**Consigne**
Citez le passage de la critique du film qui commence à « 1986, Dallas, Texas, une » et se termine à « sa propre vie. ».

Dallas Buyers Club
Sortie:
29/01/2014
Pays:
USA
Genre:
Durée:
117 Min
Réalisateur(s):
Acteurs:

Dallas Buyers Club

Verdict: Excellent

par: Emmanuel Galais

1986, Dallas, Texas, une histoire vraie. Ron Woodroof a 35 ans, des bottes, un Stetson, c’est un cow-boy, un vrai. Sa vie : sexe, drogue et rodéo. Tout bascule quand, diagnostiqué séropositif, il lui reste 30 jours à vivre. Révolté par l’impuissance du corps médical, il recourt à des traitements alternatifs non officiels. Au fil du temps, il rassemble d’autres malades en quête de guérison : le Dallas Buyers Club est né. Mais son succès gêne, Ron doit s’engager dans une bataille contre les laboratoires et les autorités fédérales. C’est son combat pour une nouvelle cause… et pour sa propre vie.

Les années 80 ont vu naître l’une des plus graves épidémies de notre histoire. D’abord supposée liée à une minorité, elle s’est vite transformée en  un drame humain généralisé. Avec un pitch comme celui de « Dallas Buyers Club », on peut logiquement s’attendre avec inquiétude à une nouvelle version de « Philadelphia », le premier film à traiter du sida de manière frontale. Mais ce serait sans compter sur le talent et la finesse de mise en scène de Jean-Marc Vallée (C.R.A.Z.Y.) qui a préféré pour étayer son sujet s’intéresser au destin hors du commun d’un cow-boy tout ce qu’il y a de plus machiste, dealer de surcroit qui contracte le VIH, et trouve un moyen surprenant de prolonger sa vie, notamment en plongeant à corps perdu dans le deal de traitements parallèles qui feront, au final leurs preuves.

Si le style de réalisation est quelque peu décousu, la narration, elle, l’est beaucoup moins et le réalisateur de nous faire plonger dans l’enfer de cet homme qui lutte autant contre la maladie que contre les hommes et leurs « fichus » préjugés. D’abord, ses amis, ses collègues qui le rejettent, le traite comme un pestiféré, ne comprennent pas, par ignorance surement et par bêtise surtout, comment il a pu être contaminé, les médecins aveuglés par un traitement d’urgence, qui ne fait que tuer un peu plus les patients.  Et c’est toute l’intelligence de ce scénario, que de nous mettre face à l’horreur d’une maladie qui tue encore de nos jours, en se situant du point de vue d’un patient, qui va faire de sa vie un combat, en utilisant ses propres armes, ses propres intuitions, quitte à se battre contre la médecine, contre la puissance de frappe des firmes pharmaceutiques. Ce combat personnel trouve alors l’écho comme une rédemption contre des années de préjugés et d’homophobies, vers d’autres patients.

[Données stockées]
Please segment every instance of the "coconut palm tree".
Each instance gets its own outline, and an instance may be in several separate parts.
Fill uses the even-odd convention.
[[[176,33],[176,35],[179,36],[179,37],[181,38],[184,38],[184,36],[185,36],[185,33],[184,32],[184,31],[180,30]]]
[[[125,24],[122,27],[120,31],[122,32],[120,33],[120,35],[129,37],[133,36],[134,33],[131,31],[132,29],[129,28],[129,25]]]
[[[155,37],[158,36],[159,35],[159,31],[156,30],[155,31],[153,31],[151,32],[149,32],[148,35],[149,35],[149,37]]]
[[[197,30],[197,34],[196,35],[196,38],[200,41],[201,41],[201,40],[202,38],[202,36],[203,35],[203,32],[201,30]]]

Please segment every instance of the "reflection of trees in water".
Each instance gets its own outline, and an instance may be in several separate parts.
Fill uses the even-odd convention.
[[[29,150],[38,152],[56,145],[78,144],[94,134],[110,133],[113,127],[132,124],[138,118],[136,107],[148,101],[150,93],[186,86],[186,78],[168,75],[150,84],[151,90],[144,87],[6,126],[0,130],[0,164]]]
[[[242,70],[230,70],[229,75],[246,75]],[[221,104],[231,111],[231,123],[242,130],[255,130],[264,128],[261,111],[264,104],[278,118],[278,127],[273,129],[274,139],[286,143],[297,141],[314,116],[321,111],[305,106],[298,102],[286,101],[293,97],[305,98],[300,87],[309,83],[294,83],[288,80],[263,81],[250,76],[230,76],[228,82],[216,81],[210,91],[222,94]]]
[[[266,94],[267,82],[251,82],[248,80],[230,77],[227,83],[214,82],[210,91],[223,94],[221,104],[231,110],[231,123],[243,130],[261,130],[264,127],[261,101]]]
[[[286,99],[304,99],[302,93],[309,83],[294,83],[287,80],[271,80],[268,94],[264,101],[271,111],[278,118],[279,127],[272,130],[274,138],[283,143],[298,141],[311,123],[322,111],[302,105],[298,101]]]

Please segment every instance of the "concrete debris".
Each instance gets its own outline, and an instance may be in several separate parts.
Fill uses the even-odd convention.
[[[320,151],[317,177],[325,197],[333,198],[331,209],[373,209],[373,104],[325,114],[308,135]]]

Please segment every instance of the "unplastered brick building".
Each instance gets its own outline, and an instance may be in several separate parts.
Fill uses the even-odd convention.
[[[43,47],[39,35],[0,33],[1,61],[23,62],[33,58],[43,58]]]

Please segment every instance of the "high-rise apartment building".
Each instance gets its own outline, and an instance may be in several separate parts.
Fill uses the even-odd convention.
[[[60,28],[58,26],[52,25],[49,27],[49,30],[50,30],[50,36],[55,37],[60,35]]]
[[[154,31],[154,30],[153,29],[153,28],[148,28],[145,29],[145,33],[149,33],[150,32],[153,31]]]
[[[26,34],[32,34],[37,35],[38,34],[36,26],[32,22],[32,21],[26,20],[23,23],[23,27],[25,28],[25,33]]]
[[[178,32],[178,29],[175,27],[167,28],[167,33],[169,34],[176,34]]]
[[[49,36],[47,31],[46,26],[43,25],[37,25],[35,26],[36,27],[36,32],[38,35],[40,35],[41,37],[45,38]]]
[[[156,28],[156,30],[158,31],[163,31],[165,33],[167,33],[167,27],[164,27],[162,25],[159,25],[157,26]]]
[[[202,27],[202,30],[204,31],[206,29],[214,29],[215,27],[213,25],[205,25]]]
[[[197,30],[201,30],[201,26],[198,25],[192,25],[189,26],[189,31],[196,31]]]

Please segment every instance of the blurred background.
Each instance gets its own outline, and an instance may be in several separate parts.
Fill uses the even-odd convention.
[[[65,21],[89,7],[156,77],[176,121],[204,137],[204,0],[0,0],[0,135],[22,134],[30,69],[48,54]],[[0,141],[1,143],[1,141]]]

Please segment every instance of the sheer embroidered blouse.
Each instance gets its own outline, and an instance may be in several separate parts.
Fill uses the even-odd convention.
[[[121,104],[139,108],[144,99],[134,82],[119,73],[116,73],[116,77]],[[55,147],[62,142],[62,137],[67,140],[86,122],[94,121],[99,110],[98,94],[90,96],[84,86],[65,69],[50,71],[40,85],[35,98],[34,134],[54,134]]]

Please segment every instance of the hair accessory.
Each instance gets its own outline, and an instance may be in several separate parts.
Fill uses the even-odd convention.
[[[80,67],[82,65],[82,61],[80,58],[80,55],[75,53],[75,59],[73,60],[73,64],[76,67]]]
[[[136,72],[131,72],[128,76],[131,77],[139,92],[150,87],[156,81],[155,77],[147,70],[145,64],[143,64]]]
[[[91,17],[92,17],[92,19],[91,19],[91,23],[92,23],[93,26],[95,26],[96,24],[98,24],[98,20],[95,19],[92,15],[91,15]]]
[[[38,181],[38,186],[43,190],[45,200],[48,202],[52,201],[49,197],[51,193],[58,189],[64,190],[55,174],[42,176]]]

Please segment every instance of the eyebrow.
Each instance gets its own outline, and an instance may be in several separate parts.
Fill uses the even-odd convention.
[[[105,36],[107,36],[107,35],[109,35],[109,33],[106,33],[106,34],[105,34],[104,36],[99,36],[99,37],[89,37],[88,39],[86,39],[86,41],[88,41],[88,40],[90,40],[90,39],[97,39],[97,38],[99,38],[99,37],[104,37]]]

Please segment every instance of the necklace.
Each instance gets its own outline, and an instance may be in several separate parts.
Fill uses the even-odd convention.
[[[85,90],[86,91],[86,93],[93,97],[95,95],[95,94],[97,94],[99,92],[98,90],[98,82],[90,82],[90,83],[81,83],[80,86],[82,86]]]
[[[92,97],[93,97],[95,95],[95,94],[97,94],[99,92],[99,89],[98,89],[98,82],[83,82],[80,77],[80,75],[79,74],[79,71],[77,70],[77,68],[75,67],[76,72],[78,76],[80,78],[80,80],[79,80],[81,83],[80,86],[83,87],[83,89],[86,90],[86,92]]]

**Corrigé**
1986, Dallas, Texas, une histoire vraie. Ron Woodroof a 35 ans, des bottes, un Stetson, c’est un cow-boy, un vrai. Sa vie : sexe, drogue et rodéo. Tout bascule quand, diagnostiqué séropositif, il lui reste 30 jours à vivre. Révolté par l’impuissance du corps médical, il recourt à des traitements alternatifs non officiels. Au fil du temps, il rassemble d’autres malades en quête de guérison : le Dallas Buyers Club est né. Mais son succès gêne, Ron doit s’engager dans une bataille contre les laboratoires et les autorités fédérales. C’est son combat pour une nouvelle cause… et pour sa propre vie.